» **Text under study**
***

Plants Assemble Species Specific Bacterial Communities from Common Core Taxa in Three Arcto-Alpine Climate Zones

Evidence for the pivotal role of plant-associated bacteria to plant health and productivity has accumulated rapidly in the last years. However, key questions related to what drives plant bacteriomes remain unanswered, among which is the impact of climate zones on plant-associated microbiota. This is particularly true for wild plants in arcto-alpine biomes. Here, we hypothesized that the bacterial communities associated with pioneer plants in these regions have major roles in plant health support, and this is reflected in the formation of climate and host plant specific endophytic communities. We thus compared the bacteriomes associated with the native perennial plants Oxyria digyna and Saxifraga oppositifolia in three arcto-alpine regions (alpine, low Arctic and high Arctic) with those in the corresponding bulk soils. As expected, the bulk soil bacterial communities in the three regions were significantly different. The relative abundances of Proteobacteria decreased progressively from the alpine to the high-arctic soils, whereas those of Actinobacteria increased. The candidate division AD3 and Acidobacteria abounded in the low Arctic soils. Furthermore, plant species and geographic region were the major determinants of the structures of the endophere communities. The plants in the alpine region had higher relative abundances of Proteobacteria, while plants from the low- and high-arctic regions were dominated by Firmicutes. A highly-conserved shared set of ubiquitous bacterial taxa (core bacteriome) was found to occur in the two plant species. Burkholderiales, Actinomycetales and Rhizobiales were the main taxa in this core, and they were also the main contributors to the differences in the endosphere bacterial community structures across compartments as well as regions. We postulate that the composition of this core is driven by selection by the two plants.

***

» **Brief**
Decide whether each statement agrees with the abstract on arcto-alpine plant bacteria, and back each yes or no with a verbatim quote of the deciding words. (a) In the bulk soils, the relative abundance of Actinobacteria rose from the alpine to the high-arctic soils. (b) Plants in the alpine region were dominated by Firmicutes. (c) The core bacteriome was found in only one of the two plant species. The listing that comes next has no connection to the abstract on arcto-alpine plant bacteria.

[Referring expression data]
***

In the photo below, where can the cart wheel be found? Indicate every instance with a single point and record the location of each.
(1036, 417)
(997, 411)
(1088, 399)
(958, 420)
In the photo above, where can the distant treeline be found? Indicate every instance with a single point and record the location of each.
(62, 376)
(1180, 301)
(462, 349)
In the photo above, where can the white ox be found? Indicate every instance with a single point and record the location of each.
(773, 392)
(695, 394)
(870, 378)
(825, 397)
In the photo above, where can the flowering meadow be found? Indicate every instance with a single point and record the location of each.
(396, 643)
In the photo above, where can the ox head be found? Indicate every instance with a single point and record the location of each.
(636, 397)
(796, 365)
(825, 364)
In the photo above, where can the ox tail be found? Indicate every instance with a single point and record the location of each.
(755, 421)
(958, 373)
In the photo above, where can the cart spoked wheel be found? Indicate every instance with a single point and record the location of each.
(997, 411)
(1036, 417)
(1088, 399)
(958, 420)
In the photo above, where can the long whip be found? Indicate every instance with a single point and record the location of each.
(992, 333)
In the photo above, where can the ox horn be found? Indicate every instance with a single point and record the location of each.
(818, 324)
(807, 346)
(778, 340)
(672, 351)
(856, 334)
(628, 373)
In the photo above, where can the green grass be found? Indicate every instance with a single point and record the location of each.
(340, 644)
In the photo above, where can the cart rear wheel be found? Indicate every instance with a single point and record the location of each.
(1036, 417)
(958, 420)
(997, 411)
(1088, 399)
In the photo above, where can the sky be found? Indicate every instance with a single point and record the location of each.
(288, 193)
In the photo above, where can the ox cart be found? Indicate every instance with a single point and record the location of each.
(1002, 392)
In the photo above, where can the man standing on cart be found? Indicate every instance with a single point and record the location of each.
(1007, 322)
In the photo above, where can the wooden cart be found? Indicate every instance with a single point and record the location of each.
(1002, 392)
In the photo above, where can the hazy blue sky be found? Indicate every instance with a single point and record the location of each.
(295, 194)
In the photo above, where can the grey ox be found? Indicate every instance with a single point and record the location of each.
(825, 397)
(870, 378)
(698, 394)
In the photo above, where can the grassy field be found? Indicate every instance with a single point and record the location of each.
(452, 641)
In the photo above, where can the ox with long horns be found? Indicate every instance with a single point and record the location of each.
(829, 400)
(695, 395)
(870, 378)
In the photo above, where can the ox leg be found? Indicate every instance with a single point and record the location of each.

***

» **Finished exercise**
(a) Yes: "The relative abundances of Proteobacteria decreased progressively from the alpine to the high-arctic soils, whereas those of Actinobacteria increased."
(b) No: "The plants in the alpine region had higher relative abundances of Proteobacteria, while plants from the low- and high-arctic regions were dominated by Firmicutes."
(c) No: "A highly-conserved shared set of ubiquitous bacterial taxa (core bacteriome) was found to occur in the two plant species."